TAREFA 1
Edite todos os registros, trocando "crop scouting" por "field inspection" e mantendo inalterado todo o restante.
TAREFA 2
Dê continuidade ao texto sobre a sessão parlamentar acerca da agressão em Timor, começando logo após a última frase apresentada.

O Sr. Presidente: - Interrompo a sessão por uns momentos.

Eram 17 horas e 50 minutos.
O Sr. Presidente saiu da sala, a fim de acompanhar S. Ex.ª o Sr. Presidente do Conselho, a quem toda a assistência continuou aplaudindo com entusiasmo.

O Sr. Presidente: - Está reaberta a sessão.

Eram 17 horas e 53 minutos.

O Sr. Presidente: - Tem a palavra o Sr. Deputado Álvaro Morna.

O Sr. Álvaro Morna: - Sr. Presidente: dificilmente poderia levantar a minha voz nesta Assemblea sob emoção mais forte do que aquela que neste momento me domina o espirito.
Há dois dias que a alma nacional vibra dolorosamente ante a agressão inesperada que acabam de praticar em Timor forças da Austrália e holandesas aliadas da Grã-Bretanha na labareda imensa da guerra que hoje avassala o mundo.
Apoiadas.
Os rumores confusos e inquietantes dos primeiros momentos na tarde de anteontem, triste preságio já da gravidade dos acontecimentos desenrolados na mais distante parcela do nosso domínio de além-mar, tiveram plena confirmação na nota oficiosa do Governo que os jornais ontem publicaram.
E à inanidade de razões com que certas emissoras estrangeiras, nas últimas vinte e quatro horas, pretendem justificar o ultraje vibrado em cheio contra a nossa soberania e atitude de neutralidade que honradamente temos mantido, responde agora o Governo com a verdade insofismável dos factos que o Sr. Presidente do Conselho acaba de pôr à Assemblea Nacional - que não respeita apenas à Nação, porque se dirige ao mundo inteiro.
Bem haja o Governo, Sr. Presidente, por tam alto conceito das responsabilidades e dignidade do Poder - dignidade em tudo igual à honradez com que tem sabido conduzir a Nação neste mar revolto de ódios e paixões que avassala o mundo e em que naufragam e se afundam, com tantos povos, as leis morais e princípios basilares de toda a civilização; dignidade em tudo igual à. correcção com que o Governo tem orientado e mantido a rigorosa neutralidade assumida perante a conflagração; dignidade em tudo igual ao civismo deste País - que em perfeita unidade nacional se irmana e abraça e apoia a atitude serena e firme da honrada política nacional.
Apoiados.
Sr. Presidente: muito se tem descido em princípios e conceitos da moral neste tenebroso negrume dos tempos que atravessamos!
Justiça, verdade, moral, respeito, como tudo isto é vão!
Quanto mudaram e se obliteraram as virtudes reguladoras da vida entre os homens, que não podem ser diferentes das virtudes que regulam a vida dos povos!
Por vezes, os que mais as referem e apregoam são quem menos as pratica e mais as esquece, não se olhando aos meios quando se atingem ou se procuram atingir os fins.
Num dos seus discursos, há tempos, nos Comuns, em Londres, dizia assim o Primeiro Ministro da Grã-Bretanha:
«A qualidade, a força de vontade, as vantagens geográficas, os recursos naturais e financeiros, o domínio do mar e, acima de tudo, uma causa capaz de suscitar
os mais belos e espontâneos impulsos do espírito humano em milhões de corações - são esses os factores que a história apresenta como decisivos.

(Itens do conjunto de dados)

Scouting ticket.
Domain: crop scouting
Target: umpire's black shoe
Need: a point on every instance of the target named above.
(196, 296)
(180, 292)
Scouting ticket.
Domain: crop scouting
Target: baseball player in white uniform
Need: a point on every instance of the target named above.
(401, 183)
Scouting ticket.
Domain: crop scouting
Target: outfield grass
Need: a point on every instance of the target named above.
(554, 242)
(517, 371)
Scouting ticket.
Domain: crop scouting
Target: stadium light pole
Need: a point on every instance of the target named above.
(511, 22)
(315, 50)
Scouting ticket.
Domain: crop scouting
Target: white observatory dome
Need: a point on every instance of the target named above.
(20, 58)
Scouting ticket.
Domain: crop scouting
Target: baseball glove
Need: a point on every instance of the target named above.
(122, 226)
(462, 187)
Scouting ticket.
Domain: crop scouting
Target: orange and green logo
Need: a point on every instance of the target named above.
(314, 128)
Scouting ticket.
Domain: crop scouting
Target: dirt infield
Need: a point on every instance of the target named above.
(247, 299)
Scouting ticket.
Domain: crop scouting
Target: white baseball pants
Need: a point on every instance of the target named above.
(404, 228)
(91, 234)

RESPOSTA DO EXERCÍCIO 1
Scouting ticket.
Domain: field inspection
Target: umpire's black shoe
Need: a point on every instance of the target named above.
(196, 296)
(180, 292)
Scouting ticket.
Domain: field inspection
Target: baseball player in white uniform
Need: a point on every instance of the target named above.
(401, 183)
Scouting ticket.
Domain: field inspection
Target: outfield grass
Need: a point on every instance of the target named above.
(554, 242)
(517, 371)
Scouting ticket.
Domain: field inspection
Target: stadium light pole
Need: a point on every instance of the target named above.
(511, 22)
(315, 50)
Scouting ticket.
Domain: field inspection
Target: white observatory dome
Need: a point on every instance of the target named above.
(20, 58)
Scouting ticket.
Domain: field inspection
Target: baseball glove
Need: a point on every instance of the target named above.
(122, 226)
(462, 187)
Scouting ticket.
Domain: field inspection
Target: orange and green logo
Need: a point on every instance of the target named above.
(314, 128)
Scouting ticket.
Domain: field inspection
Target: dirt infield
Need: a point on every instance of the target named above.
(247, 299)
Scouting ticket.
Domain: field inspection
Target: white baseball pants
Need: a point on every instance of the target named above.
(404, 228)
(91, 234)

RESPOSTA DO EXERCÍCIO 2
E, se assim não fosse, como poderia a raça dos homens ter-se elevado acima dos antropóides?
Como poderiam eles ter conquistado e extirpado monstros e dragões?
Como teriam criado uma lei moral?
Como teria sido possível marchar através dos séculos para amplas concepções do Bem, da Verdade e da Justiça?».

E eu pregunto, Sr. Presidente: exerce-se, por acaso, a lei moral quando pela força se viola a terra alheia?
Pratica-se, porventura, a justiça quando se atenta contra a soberania de um país amigo?
Respeita-se a neutralidade quando se ocupa, para fins de guerra ou quaisquer outros, o território de quem, não sendo beligerante, tem rigorosamente cumprido as leis dos neutros?
Sr. Presidente: a guerra é um acto de força, todos o sabemos. Quando troa o canhão cessa a voz do direito, como soe dizer-se. Mas nem por isso a guerra deixa de ter as suas leis - leis de humanidade, leis de civilização, até mesmo para os beligerantes, e com muito mais razão, com mais latitude, mais estritas e mais severas no respeito obediência que lhes devem beligerantes e neutros em seus direitos e deveres recíprocos.
Portugal não faltou até hoje nesta guerra, não faltará jamais a nenhum dos seus deveres. Mas ferem-se os seus direitos!
O atentado praticado contra a nossa soberania não ofende apenas a consciência nacional, ofende a consciência de todos os homens de bem - de todos que sobre a terra se não deixaram ainda resvalar para esse abismo de degenerescência moral em que se pretende afundar o mundo.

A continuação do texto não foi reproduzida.